[Natural-language object grounding data]
Start of Block

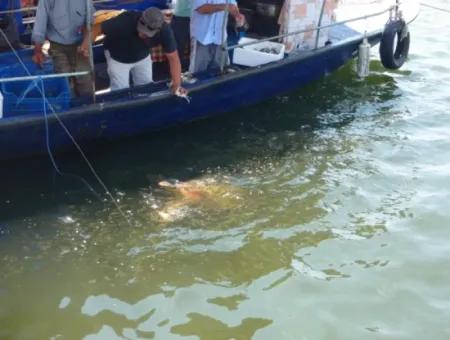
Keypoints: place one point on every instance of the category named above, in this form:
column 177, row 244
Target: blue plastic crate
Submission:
column 24, row 97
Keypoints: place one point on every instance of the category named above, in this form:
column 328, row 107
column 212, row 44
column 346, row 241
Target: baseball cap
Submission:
column 150, row 21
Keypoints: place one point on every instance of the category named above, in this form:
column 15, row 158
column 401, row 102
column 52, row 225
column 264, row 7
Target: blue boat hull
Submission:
column 116, row 118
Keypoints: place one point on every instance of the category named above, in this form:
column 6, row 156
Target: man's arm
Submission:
column 175, row 71
column 213, row 8
column 95, row 32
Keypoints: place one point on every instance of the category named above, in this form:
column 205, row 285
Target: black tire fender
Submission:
column 394, row 45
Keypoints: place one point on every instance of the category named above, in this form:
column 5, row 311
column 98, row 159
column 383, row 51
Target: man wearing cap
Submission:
column 128, row 39
column 63, row 23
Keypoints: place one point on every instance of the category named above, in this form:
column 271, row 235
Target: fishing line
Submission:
column 434, row 7
column 105, row 188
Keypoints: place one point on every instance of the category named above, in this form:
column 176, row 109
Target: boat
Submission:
column 143, row 109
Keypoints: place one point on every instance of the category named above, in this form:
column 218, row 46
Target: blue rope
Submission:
column 49, row 150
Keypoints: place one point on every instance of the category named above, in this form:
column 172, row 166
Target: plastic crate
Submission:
column 253, row 56
column 24, row 97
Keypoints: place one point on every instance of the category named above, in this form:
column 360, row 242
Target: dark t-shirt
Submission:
column 124, row 44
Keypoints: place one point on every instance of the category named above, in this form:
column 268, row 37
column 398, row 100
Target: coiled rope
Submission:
column 89, row 164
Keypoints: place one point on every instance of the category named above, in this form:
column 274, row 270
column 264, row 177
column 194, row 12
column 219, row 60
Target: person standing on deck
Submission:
column 128, row 39
column 180, row 24
column 208, row 32
column 63, row 23
column 8, row 24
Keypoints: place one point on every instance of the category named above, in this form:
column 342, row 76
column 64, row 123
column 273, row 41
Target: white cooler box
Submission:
column 253, row 56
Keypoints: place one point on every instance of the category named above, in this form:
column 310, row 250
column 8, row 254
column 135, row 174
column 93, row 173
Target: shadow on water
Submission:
column 95, row 264
column 188, row 151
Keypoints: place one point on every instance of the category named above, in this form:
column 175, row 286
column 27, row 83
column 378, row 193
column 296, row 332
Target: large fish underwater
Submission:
column 205, row 195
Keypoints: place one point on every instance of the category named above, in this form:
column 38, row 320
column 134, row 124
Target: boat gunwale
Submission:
column 118, row 104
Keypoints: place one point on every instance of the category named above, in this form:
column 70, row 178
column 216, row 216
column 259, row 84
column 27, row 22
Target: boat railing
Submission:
column 34, row 8
column 319, row 27
column 44, row 76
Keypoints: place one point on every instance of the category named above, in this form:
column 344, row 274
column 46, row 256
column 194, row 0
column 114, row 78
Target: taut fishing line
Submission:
column 91, row 168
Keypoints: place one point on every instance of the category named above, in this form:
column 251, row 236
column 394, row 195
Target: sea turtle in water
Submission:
column 198, row 194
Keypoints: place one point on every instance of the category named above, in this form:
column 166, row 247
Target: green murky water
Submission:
column 325, row 217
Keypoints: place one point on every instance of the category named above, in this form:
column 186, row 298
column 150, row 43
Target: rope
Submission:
column 49, row 150
column 91, row 168
column 434, row 7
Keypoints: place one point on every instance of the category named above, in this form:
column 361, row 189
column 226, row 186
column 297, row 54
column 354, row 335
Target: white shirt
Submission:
column 209, row 28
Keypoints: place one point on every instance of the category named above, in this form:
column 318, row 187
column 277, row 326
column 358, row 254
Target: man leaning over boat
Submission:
column 128, row 39
column 63, row 23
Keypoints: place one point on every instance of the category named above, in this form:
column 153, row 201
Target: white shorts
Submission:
column 119, row 73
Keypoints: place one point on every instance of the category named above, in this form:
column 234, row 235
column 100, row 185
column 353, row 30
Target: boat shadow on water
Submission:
column 200, row 148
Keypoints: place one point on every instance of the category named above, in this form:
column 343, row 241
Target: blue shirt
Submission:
column 60, row 21
column 209, row 28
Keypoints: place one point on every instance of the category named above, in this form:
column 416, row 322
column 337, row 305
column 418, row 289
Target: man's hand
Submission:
column 83, row 49
column 234, row 11
column 178, row 90
column 38, row 56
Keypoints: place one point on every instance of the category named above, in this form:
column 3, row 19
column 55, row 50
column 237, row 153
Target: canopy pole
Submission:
column 91, row 50
column 319, row 24
column 224, row 41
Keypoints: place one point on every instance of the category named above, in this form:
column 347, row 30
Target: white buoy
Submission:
column 364, row 59
column 1, row 105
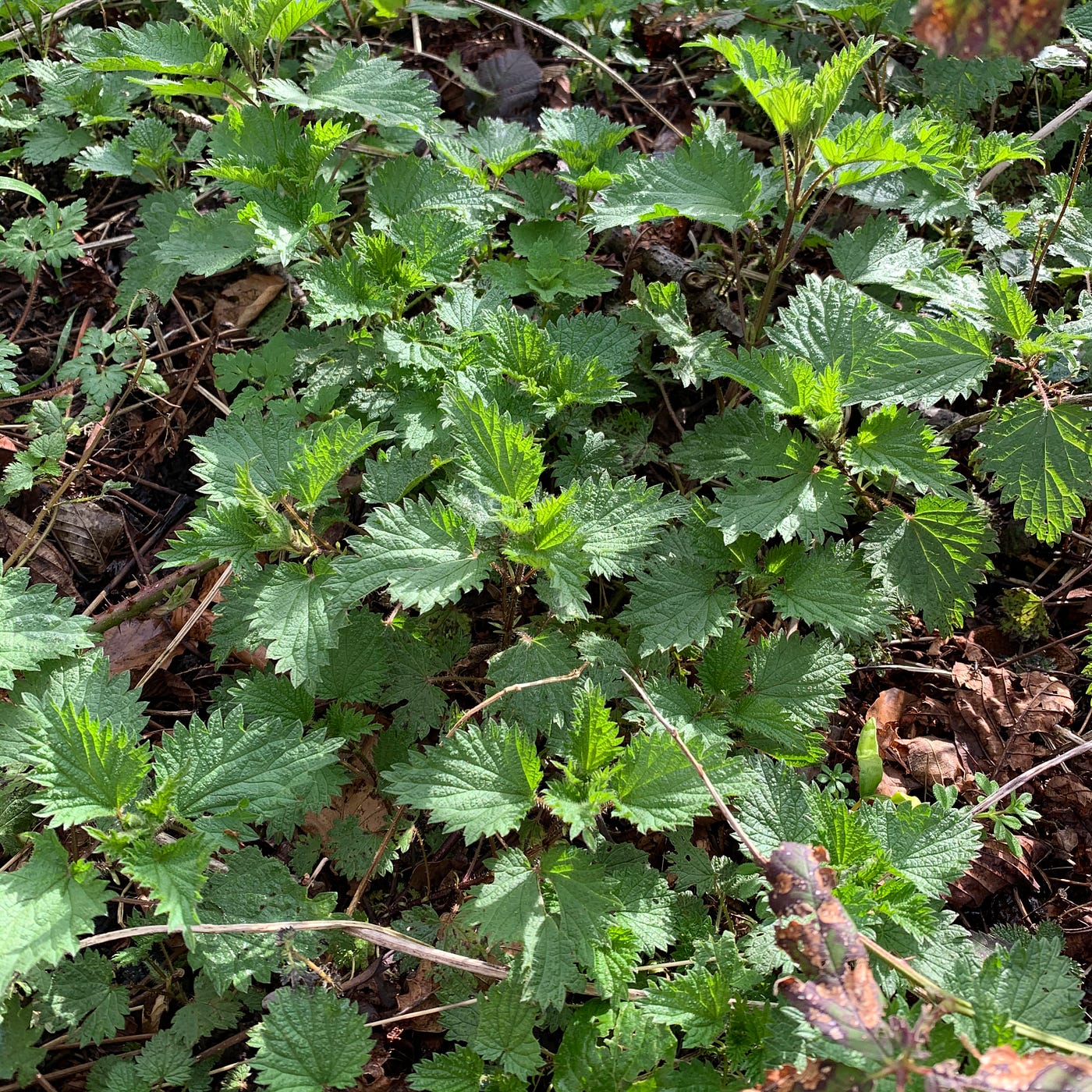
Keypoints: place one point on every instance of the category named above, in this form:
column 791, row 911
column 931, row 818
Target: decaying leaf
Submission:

End of Block

### Activity:
Only the lines above from the line containing "Target: boat railing" through the line containing "column 166, row 247" should be retyped, exactly and with both ends included.

### Answer box:
Target: boat railing
Submission:
column 34, row 8
column 319, row 27
column 44, row 76
Keypoints: place one point on every instance of the category named above, in this form:
column 344, row 274
column 46, row 256
column 194, row 0
column 114, row 78
Target: taut fishing line
Submission:
column 91, row 168
Keypoints: place one point on every instance of the category named above, in this form:
column 251, row 236
column 394, row 195
Target: sea turtle in water
Submission:
column 198, row 194
Keypoints: place one point on every instance of the category named above, in this form:
column 166, row 247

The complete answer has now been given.